**CHALLENGE A**
Decide whether each statement below agrees with the commentary on the Coalition for Marriage website, answering yes or no and quoting the deciding words: (i) The writer counts four key columns to the website's argument. (ii) The website's headline reads ONE MAN + ONE WOMAN. (iii) The writer denies that politicians see a PR opportunity in speaking favorably about gay marriage.
**CHALLENGE B**
Quote the commentary on the Coalition for Marriage website word for word, everything from "2) Those gays" down to "NOT redefine, then?)".

**SUPPLIED PASSAGE**
━━━━

I had a look at the Coalition for Marriage website. DON'T PLAY POLITICS WITH MARRIAGE it thunders vociferously. ONE MAN + ONE WOMAN screams the accompanying headline in block capitals.


There are four key columns to the thinly-veiled homophobic outcry 'argument'.


1) Marriage is unique.
2) No need to redefine.
3) Profound consequences.
4) Speak up.


Now, the gist of these four arguments is as follows - I'll save you the neutral rhetoric they employ and cut straight to the chase:


1) Marriage's been around for ages, just like sexism and famine in Africa and the Antiques Roadshow. 
  
2) Those gays got all their rights when civil partnerships came in. Why redefine? (err, hang on, paging the Logic Police! Can't we just reverse this argument? Why NOT redefine, then?)


3) Straight people will be sidelined. Oh, you might think you're safe, straight boy.But just you wait till gay marriage comes in. They'll be teaching your kids about gayness in schools. They'll take your job and giving it to a gay person who DRESSES BETTER THAN YOU.  


4) Their piece-de-Daily-Mail-resistence is that people should be able to air their (wholly irrational and sinister) views about gay marriage without being constrained by political correctness. Okey-dokey-pig-in-a-pokey. 


Alongside these four cornerstones of logic and reason (!) are some sneery comments about 'politicising marriage'. Yes, politicians probably DO sense a positive PR opportunity in speaking favourably about gay marriage. Yes, they ARE probably attempting to distract us from our crappy economy. And? Is that a good enough reason not to talk about gay marriage? Because there are other things on the political agenda?

━━━━

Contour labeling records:
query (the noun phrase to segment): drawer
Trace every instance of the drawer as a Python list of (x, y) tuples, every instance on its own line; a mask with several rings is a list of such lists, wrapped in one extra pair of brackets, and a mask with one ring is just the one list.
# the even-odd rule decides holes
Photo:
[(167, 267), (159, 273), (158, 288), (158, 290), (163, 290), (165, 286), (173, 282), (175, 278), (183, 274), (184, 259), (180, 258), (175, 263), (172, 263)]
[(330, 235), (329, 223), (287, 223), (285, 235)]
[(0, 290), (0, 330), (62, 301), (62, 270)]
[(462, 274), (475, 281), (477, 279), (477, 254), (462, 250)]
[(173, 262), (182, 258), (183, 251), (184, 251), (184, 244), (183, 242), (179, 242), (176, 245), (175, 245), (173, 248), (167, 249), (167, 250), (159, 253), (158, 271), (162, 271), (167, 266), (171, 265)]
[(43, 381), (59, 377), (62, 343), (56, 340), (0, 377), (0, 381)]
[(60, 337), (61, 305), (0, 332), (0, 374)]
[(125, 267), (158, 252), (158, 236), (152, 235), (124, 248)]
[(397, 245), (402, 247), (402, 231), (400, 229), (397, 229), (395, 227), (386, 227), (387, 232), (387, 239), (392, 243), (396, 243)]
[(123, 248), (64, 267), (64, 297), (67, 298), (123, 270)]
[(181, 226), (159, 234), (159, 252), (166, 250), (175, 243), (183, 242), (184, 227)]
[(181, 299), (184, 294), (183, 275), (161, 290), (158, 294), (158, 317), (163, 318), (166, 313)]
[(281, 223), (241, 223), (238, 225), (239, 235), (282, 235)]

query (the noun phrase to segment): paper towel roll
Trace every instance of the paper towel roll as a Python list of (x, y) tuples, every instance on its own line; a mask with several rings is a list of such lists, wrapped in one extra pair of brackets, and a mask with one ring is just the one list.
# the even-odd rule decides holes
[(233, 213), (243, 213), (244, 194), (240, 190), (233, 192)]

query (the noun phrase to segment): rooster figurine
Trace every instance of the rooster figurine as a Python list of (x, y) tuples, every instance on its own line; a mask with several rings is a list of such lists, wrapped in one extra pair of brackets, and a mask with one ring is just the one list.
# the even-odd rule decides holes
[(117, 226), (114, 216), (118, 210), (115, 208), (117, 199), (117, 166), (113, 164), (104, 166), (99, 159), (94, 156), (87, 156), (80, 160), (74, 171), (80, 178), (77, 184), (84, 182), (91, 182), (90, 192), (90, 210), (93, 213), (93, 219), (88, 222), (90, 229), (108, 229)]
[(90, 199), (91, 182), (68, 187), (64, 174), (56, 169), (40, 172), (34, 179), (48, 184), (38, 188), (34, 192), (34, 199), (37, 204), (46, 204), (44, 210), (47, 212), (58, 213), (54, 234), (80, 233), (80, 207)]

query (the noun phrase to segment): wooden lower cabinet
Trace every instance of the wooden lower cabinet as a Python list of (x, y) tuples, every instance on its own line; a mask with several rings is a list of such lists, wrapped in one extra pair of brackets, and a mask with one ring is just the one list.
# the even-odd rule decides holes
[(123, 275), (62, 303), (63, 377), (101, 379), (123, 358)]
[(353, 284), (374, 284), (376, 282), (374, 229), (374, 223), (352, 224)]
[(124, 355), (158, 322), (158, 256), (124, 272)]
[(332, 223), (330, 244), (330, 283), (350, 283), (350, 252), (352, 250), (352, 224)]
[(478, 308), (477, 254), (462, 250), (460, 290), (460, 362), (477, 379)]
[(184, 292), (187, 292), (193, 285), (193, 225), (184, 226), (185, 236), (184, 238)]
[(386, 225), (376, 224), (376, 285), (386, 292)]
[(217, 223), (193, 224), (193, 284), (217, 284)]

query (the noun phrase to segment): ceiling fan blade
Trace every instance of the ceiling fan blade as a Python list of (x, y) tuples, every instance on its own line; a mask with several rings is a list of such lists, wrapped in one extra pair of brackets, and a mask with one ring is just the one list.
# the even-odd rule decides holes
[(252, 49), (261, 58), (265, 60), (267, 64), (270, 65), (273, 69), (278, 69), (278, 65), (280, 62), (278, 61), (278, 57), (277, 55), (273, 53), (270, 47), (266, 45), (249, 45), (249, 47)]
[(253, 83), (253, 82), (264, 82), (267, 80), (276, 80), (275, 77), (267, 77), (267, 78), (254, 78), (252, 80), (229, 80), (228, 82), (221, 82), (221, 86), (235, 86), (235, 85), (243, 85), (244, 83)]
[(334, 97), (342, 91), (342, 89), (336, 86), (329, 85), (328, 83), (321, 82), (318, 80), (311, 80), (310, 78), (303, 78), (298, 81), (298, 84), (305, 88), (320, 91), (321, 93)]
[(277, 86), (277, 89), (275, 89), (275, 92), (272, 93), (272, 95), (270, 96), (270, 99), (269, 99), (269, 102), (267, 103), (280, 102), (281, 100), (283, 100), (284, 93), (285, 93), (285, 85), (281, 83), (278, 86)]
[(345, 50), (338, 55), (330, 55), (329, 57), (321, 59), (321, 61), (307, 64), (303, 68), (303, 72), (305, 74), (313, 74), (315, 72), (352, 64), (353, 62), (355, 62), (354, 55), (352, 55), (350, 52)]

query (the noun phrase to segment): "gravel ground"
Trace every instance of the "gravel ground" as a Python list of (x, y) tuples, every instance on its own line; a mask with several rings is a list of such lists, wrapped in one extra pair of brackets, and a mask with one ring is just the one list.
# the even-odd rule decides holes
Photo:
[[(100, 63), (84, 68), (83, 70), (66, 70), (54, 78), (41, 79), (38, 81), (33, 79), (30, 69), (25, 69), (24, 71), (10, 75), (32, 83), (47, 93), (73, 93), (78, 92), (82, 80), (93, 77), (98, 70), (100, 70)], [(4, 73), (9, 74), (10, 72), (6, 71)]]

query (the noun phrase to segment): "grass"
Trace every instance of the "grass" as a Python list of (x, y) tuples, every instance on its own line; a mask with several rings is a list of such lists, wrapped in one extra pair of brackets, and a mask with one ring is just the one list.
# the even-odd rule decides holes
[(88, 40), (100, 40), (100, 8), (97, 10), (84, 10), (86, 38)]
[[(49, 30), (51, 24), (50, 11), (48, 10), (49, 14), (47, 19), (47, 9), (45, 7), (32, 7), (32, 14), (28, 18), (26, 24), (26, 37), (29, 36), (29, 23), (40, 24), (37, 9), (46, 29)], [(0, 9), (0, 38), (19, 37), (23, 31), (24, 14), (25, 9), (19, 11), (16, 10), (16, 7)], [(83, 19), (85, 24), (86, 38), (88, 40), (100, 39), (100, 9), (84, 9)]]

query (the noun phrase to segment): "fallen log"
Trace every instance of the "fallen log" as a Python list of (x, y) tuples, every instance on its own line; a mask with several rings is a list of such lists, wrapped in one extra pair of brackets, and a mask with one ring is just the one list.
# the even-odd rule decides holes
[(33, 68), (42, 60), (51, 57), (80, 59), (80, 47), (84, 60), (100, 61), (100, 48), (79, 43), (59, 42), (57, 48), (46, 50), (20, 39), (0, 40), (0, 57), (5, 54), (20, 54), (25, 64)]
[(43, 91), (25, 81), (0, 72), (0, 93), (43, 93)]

━━━━

**TASK OUTPUT A**
(i) Yes: "There are four key columns to the thinly-veiled homophobic outcry 'argument'."
(ii) Yes: "ONE MAN + ONE WOMAN screams the accompanying headline in block capitals."
(iii) No: "Yes, politicians probably DO sense a positive PR opportunity in speaking favourably about gay marriage."

**TASK OUTPUT B**
2) Those gays got all their rights when civil partnerships came in. Why redefine? (err, hang on, paging the Logic Police! Can't we just reverse this argument? Why NOT redefine, then?)